Request
Continue the review of Anita Ratnam's dance performance from the point where it stops.

Selected extract

◇ ◇ ◇ ◇ ◇

Anita Ratnam’s Bharatanatyam piece for Mapping Melbourne is a feminist’s delight. APARNA ANANTHUNI reports

Reading Time: 4 minutes

It is immediately apparent that costuming will be important to Anita Ratnam’s Melbourne performance of her solo show Ma3Ka (a play on the Sanskrit word Matrika, meaning the trinity of goddesses in the Hindu pantheon). As the artist is revealed on stage, lying on her back in a loose white robe, feet up and crossed gracefully, there is also a coat stand side-stage, hanging with other costumes, promising more.

PIcture: Vipul Sangoi

In the first section of Ma3Ka, the goddess invoked is, ostensibly, Saraswathi, the white-clad goddess of wisdom and music. But the Saraswathi Ratnam speaks about, live, as she moves in loose, abstract motions against staccato sounds of Bharatanatyam jathis and kouthuvam (spoken word poetry), is her grandmother. “I was her shadow.”
From there, this first section becomes autobiographical, as Ratnam speaks emotionally about her grandmother, her mother and her daughter, dancing with slow precision and beauty. However, the narrative here feels clunky, a little trite even, at times.  I find my eyes straying frequently to the coat stand waiting at the side of the stage. I want more.
And I get it. Ratnam moves to the coat stand and changes, unexpectedly, into a waist-length orange silk jacket, bangles, earrings and affixes a long false black plait, glittering with gold ornaments, to her bun. Set against piano music, it’s a more grounded version of the neoclassical Indian dance heroine’s ‘dressing’ scene.
Picture: Facebook

Indeed, Ratnam later declares in her artist’s talk that she wants to “not be pretty all the time”, and from this section onwards, I can really see her bold and crucial subversion of this trope of the Indian female dancer.

◇ ◇ ◇ ◇ ◇

[Shape annotation entries]
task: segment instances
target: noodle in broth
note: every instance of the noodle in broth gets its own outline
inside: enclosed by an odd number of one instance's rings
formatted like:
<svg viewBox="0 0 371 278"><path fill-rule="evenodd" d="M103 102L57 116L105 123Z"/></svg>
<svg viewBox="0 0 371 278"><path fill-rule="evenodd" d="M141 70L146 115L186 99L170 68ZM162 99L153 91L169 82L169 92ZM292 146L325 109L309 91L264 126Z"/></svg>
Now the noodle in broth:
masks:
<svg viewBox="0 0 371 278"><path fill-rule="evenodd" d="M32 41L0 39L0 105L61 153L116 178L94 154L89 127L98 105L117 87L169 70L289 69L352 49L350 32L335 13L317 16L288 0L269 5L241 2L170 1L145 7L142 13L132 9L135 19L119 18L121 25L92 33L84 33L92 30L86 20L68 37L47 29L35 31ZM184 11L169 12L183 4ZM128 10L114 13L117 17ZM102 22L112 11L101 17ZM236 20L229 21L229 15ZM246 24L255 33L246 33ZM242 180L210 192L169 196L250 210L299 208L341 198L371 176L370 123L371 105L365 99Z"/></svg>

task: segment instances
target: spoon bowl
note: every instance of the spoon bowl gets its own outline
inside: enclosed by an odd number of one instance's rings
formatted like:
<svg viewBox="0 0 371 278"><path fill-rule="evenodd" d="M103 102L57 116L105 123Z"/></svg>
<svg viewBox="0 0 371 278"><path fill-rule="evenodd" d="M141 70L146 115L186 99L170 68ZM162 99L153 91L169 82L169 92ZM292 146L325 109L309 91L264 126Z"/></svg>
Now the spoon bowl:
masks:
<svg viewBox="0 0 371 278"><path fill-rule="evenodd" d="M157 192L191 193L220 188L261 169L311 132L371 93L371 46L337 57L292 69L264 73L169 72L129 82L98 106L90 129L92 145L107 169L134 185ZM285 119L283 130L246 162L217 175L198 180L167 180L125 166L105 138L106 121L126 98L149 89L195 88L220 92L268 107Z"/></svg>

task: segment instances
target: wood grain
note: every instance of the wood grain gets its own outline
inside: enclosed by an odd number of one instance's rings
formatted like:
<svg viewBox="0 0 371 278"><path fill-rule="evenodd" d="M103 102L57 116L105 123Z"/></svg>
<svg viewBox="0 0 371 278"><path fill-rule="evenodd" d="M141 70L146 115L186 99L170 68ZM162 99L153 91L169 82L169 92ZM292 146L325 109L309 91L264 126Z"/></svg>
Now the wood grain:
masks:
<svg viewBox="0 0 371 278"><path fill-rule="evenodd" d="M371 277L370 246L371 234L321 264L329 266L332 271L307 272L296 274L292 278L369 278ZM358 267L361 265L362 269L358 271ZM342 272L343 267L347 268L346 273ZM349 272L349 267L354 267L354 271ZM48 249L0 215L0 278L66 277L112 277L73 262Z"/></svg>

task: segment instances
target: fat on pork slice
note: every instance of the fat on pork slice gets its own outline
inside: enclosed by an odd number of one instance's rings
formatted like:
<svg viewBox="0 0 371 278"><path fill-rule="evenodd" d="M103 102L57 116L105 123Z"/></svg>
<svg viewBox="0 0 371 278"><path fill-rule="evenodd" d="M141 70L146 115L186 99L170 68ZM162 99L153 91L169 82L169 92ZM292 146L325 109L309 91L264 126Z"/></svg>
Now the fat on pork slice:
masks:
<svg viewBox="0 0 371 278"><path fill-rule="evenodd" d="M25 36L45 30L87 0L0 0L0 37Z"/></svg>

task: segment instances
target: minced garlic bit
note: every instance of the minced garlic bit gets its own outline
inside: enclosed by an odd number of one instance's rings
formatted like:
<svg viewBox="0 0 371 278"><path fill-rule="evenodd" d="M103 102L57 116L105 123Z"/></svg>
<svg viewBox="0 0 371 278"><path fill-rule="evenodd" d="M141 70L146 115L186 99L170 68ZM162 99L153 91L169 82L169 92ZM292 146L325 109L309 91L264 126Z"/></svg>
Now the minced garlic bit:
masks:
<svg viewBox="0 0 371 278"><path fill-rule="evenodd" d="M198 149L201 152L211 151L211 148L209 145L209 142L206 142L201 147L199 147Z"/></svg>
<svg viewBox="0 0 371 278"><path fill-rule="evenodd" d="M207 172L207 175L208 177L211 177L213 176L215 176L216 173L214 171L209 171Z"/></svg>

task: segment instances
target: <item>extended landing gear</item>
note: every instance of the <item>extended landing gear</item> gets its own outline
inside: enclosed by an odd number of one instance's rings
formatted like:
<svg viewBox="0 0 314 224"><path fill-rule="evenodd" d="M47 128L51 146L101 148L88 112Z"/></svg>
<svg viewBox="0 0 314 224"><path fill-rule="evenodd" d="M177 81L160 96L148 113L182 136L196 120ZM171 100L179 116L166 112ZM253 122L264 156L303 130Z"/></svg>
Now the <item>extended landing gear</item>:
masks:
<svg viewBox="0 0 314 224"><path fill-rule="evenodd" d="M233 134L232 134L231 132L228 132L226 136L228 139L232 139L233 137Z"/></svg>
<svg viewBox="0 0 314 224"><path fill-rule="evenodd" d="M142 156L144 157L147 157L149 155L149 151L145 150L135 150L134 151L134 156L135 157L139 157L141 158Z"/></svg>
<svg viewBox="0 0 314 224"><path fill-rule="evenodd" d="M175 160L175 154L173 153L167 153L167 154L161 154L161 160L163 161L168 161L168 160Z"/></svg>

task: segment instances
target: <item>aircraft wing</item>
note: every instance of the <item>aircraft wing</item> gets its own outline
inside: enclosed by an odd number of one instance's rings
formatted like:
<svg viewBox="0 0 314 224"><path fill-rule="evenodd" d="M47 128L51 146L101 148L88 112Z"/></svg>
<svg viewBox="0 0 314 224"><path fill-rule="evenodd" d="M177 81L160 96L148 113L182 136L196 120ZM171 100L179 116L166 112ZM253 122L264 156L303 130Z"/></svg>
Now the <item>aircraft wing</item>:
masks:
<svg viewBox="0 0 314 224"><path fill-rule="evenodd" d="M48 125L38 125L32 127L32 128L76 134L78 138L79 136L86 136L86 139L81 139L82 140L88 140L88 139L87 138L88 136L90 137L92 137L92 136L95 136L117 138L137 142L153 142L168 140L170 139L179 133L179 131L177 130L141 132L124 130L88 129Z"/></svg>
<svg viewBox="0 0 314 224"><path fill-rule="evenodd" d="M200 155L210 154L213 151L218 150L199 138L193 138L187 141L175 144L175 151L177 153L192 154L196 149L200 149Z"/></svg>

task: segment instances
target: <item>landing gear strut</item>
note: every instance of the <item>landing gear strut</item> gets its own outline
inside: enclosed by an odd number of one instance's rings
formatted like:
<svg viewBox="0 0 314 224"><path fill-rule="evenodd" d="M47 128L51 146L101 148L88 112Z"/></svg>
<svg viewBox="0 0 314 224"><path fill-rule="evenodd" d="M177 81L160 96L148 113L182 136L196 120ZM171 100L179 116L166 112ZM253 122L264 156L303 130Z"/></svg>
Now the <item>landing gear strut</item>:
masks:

◇ ◇ ◇ ◇ ◇

Final answer
Ratnam indicates that this section is dedicated to exploring the goddess Lakshmi – goddess of wealth and prosperity – as she sings and translates the well-known South Indian composition, Bhagyada Lakshmi Bharamma.“Welcome, lady of the lotus…what is your true face?” she asks. Placing the red feather she holds in her hair, she uses her braid brilliantly as a fluid prop, using it to sketch out the story of the goddess’s birth from the churning of the ocean. She pulls coins out of the jacket pocket – another deft use of costume and props – and strews it on the ground, marking the more commercial function of the goddess.

And then, in the most daring contemporary feminist spin of the show, she turns goddess worship into a catwalk spectacle. Blasting pop music – including Lady Gaga – as well as Tamil film music, she walks her runway, pouting unashamedly, snapping selfies and rocking poses with sunglasses.

It’s an unabashed embracing of what Ratnam later describes as “goddess glam”. Lakshmi, a goddess that is frequently blasted with the male gaze is here embodied in the model, the film heroine, and the contemporary woman who wants to show off her beauty and her fashion sense.
As Ratnam says in her artist talk, this woman is “deciding she is going to be gazed at”. She is making the choices, she is calling the shots. And she loves it. What is so radical about this is the positivity of Lakshmi’s conflation with contemporary female glamour culture.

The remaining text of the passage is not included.